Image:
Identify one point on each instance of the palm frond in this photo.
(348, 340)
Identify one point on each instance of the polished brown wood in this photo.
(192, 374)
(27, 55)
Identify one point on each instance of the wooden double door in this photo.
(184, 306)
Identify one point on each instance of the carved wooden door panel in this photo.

---

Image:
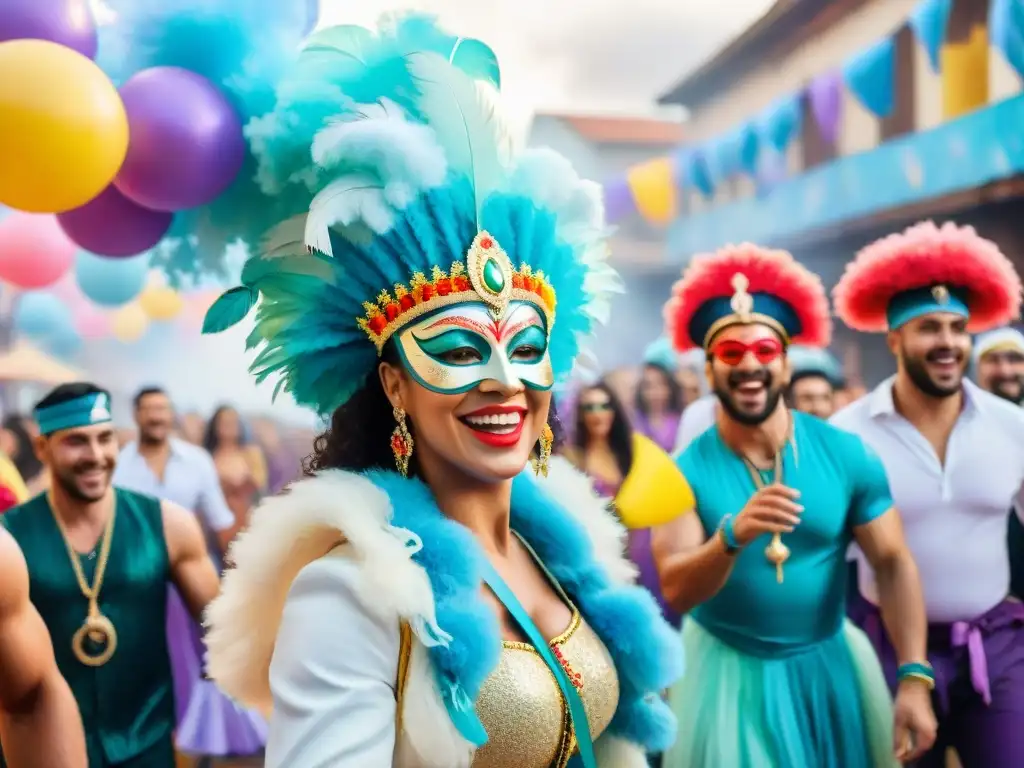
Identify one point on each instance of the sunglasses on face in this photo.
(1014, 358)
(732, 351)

* Short exercise
Locate each line in the rows above that contains the string "wooden", and copy those lines out. Case counts.

* Written reply
Identify one point on each instance of the wooden double door in this photo.
Identify one point on each instance of the carved wooden door panel in this photo.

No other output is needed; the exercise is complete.